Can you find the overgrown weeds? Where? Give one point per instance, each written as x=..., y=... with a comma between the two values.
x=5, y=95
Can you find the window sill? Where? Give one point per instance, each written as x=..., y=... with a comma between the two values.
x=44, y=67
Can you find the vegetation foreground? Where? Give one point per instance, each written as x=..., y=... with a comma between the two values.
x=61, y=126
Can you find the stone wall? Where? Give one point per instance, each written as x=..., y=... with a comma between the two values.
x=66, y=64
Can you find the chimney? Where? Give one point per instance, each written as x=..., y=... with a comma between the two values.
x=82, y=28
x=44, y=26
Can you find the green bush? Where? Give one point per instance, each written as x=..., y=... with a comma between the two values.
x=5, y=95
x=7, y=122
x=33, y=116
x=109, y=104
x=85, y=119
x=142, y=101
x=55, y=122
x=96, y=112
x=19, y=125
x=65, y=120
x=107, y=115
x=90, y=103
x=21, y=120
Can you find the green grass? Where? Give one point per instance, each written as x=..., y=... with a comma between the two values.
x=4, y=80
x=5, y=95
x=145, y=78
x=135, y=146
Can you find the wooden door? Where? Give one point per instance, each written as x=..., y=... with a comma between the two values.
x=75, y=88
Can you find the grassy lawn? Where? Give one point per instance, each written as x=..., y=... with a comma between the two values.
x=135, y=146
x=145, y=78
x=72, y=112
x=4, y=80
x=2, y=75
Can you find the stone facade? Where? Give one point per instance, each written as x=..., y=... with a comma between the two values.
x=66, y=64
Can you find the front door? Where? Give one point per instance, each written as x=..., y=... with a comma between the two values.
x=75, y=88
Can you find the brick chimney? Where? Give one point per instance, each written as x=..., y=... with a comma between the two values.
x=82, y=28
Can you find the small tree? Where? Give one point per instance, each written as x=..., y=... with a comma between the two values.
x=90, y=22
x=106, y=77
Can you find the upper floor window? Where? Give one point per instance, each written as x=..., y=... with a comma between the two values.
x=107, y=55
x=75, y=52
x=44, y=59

------

TASK STATEMENT: Take the line holding "Can you find the green grass?" and all lines after it through the end of the data, and set them down exactly.

SOLUTION TO THE PROBLEM:
Can you find the green grass? Where? Give one point per instance, each written as x=..., y=... with a comma between the two values.
x=4, y=80
x=5, y=95
x=145, y=78
x=135, y=146
Can you find the wooden door? Where? Give one point per instance, each written as x=..., y=... with a comma between the two values.
x=75, y=88
Can you find the grassy lawn? Where? Give one point per instance, each written as x=..., y=... with a comma between the two values.
x=135, y=146
x=145, y=78
x=72, y=112
x=4, y=80
x=2, y=75
Can you find the stone facade? Where? Give one point per instance, each written as x=..., y=... with a comma between the two values.
x=66, y=64
Can you find the front door? Where? Give one point per instance, each written as x=..., y=... with a comma between the two values.
x=75, y=88
Can you find the brick chimney? Where? Give one point per instance, each written as x=..., y=... with a comma between the two values.
x=82, y=28
Can you find the small tree? Where? Give one point per instance, each written as x=..., y=... with a comma between the two values.
x=90, y=22
x=106, y=77
Can you find the upper floor window? Where? Give one point per instance, each written as x=..., y=... with a comma between the two values.
x=107, y=55
x=75, y=52
x=44, y=59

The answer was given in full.